* _PROBLEM_:
Answer these questions from the privacy legislation update:
1. Who introduced the Consumer Data Privacy and Security Act of 2020, and on what date?
2. What kind of data does the CDPSA exclude from its definition of personal data?
3. Below what level of average gross receipts does a business qualify as a "Small Business" under the CDPSA?

---------- SOURCE PASSAGE ----------

Federal Privacy Legislation Update: Consumer Data Privacy and Security Act of 2020

On March 13, 2020, Senator Jerry Moran (R-Kansas), Chairman of the Senate Commerce Subcommittee on Consumer Protection, introduced the “Consumer Data Privacy and Security Act of 2020” (the “CDPSA”). The CDPSA joins several other proposed pieces of federal legislation in vying to create an overarching, federal data-privacy framework. Generally, the CDPSA is consistent with the current data-privacy legal frameworks and integrates themes from the CCPA and GDPR and also learned from some of their shortfalls (e.g., the CDPSA excludes employee data from the definition of personal data). On the spectrum of business-friendliness, the CDPSA is more favorable to small and midsize businesses rather than the CCPA and GDPR for several reasons, some of which are discussed below. Perhaps the most significant being the favorable thresholds established by the CDPSA for qualification as a “small business” and the absence of a private right of action. The CDPSA provides for similar individual rights and protections as the CCPA and GDPR but attempts to reduce the burden on small and midsize businesses by exempting “small businesses” from certain compliance obligations (e.g., small businesses are not required to comply with an individual’s rights to access, accuracy, or correction). 

The following are our Top 10 highlights of the CDPSA:

1. Small Business. The definition of “Small Business” is favorable to small and midsize businesses because the qualification thresholds are higher than the CCPA: <500 employees (CCPA: N/A); <$50 Million in average gross receipts for the previous 3 years (CCPA: >$25 Million, no year requirement); processes personal data of <1 Million individuals (CCPA: N/A). Also, the 500 employee requirement, especially benefits small businesses because it does not penalize them for being successful. However, the CDPSA imposes an ongoing duty of due diligence of service providers on covered entities, which could be quite a resource-heavy endeavor.

---------- RECORDS PROVIDED ----------

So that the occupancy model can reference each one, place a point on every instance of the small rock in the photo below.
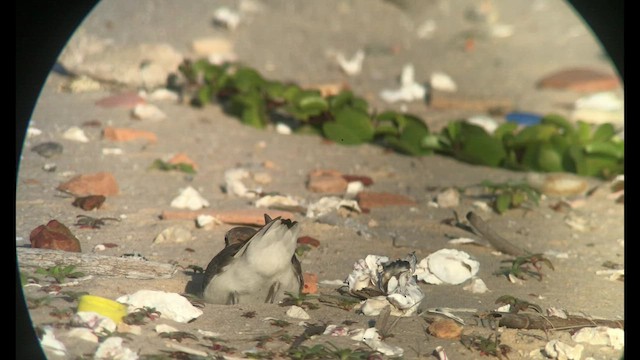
(182, 158)
(127, 100)
(310, 283)
(560, 184)
(449, 198)
(297, 312)
(55, 236)
(126, 134)
(326, 181)
(580, 80)
(369, 200)
(74, 133)
(189, 198)
(48, 149)
(171, 306)
(559, 350)
(445, 329)
(112, 348)
(148, 112)
(89, 202)
(174, 234)
(443, 82)
(102, 183)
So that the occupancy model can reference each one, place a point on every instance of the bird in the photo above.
(255, 266)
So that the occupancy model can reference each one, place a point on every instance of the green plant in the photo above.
(526, 265)
(60, 273)
(511, 194)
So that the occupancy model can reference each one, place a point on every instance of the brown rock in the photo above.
(102, 183)
(327, 181)
(54, 236)
(126, 134)
(368, 200)
(89, 202)
(310, 283)
(445, 329)
(182, 158)
(580, 80)
(126, 100)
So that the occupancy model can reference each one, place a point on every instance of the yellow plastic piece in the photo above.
(105, 307)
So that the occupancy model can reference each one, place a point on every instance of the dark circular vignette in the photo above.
(43, 29)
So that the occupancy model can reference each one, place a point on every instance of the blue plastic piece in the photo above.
(522, 118)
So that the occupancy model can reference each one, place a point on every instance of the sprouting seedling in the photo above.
(526, 265)
(516, 305)
(59, 273)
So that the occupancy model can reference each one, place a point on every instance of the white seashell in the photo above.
(447, 266)
(189, 198)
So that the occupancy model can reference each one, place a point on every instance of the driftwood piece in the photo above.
(541, 322)
(92, 264)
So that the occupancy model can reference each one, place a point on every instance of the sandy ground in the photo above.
(289, 41)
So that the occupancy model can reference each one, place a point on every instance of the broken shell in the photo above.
(189, 198)
(447, 266)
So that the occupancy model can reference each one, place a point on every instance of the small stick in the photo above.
(498, 242)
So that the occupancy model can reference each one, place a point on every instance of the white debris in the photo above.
(112, 348)
(612, 274)
(600, 335)
(189, 198)
(174, 234)
(374, 341)
(448, 198)
(164, 328)
(93, 321)
(50, 342)
(74, 133)
(234, 185)
(171, 306)
(556, 349)
(284, 129)
(393, 278)
(148, 112)
(442, 82)
(206, 221)
(477, 286)
(297, 312)
(409, 89)
(353, 188)
(351, 66)
(276, 200)
(112, 151)
(33, 132)
(447, 266)
(226, 17)
(84, 334)
(427, 29)
(488, 123)
(329, 204)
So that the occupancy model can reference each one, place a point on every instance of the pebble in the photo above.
(189, 198)
(55, 236)
(445, 329)
(148, 112)
(48, 149)
(101, 183)
(174, 234)
(579, 80)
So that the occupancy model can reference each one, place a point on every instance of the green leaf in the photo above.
(350, 127)
(603, 133)
(503, 202)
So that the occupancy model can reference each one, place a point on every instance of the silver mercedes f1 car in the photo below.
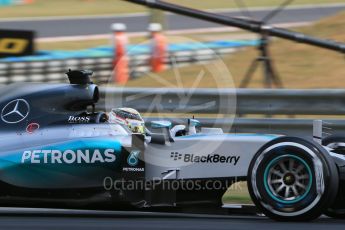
(56, 150)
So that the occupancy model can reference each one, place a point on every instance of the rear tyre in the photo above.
(291, 179)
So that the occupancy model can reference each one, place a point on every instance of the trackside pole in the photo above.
(120, 59)
(317, 131)
(158, 48)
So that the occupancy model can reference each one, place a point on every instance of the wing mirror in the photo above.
(161, 124)
(192, 124)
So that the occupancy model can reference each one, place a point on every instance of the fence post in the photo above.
(120, 60)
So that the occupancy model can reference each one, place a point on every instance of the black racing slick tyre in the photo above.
(292, 179)
(337, 143)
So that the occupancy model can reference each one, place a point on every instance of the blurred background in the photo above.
(68, 33)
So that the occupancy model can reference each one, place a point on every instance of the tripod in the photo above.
(271, 78)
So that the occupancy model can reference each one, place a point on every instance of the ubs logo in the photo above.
(15, 111)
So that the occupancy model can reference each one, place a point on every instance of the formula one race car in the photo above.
(56, 150)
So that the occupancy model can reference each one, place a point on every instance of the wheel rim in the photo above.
(288, 179)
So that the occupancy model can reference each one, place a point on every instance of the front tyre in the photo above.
(291, 179)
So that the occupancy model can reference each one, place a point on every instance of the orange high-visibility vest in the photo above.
(158, 52)
(120, 61)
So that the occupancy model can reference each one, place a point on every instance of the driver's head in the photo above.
(129, 117)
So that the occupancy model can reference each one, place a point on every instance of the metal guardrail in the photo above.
(52, 70)
(201, 102)
(215, 101)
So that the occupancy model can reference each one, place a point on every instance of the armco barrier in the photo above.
(248, 101)
(49, 66)
(53, 70)
(314, 102)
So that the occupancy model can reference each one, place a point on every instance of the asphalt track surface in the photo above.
(138, 23)
(47, 219)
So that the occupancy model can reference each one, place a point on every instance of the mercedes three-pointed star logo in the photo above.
(15, 111)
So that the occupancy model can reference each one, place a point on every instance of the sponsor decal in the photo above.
(210, 158)
(79, 119)
(32, 127)
(68, 156)
(15, 111)
(133, 169)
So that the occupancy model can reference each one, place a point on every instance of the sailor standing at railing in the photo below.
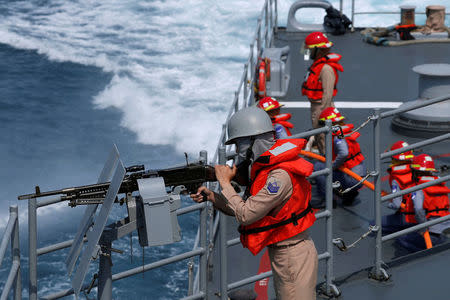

----------

* _SOLUTION FOR THIS TASK_:
1. Senator Jerry Moran (R-Kansas) introduced it on March 13, 2020.
2. It excludes employee data.
3. It must have less than $50 million in average gross receipts for the previous 3 years.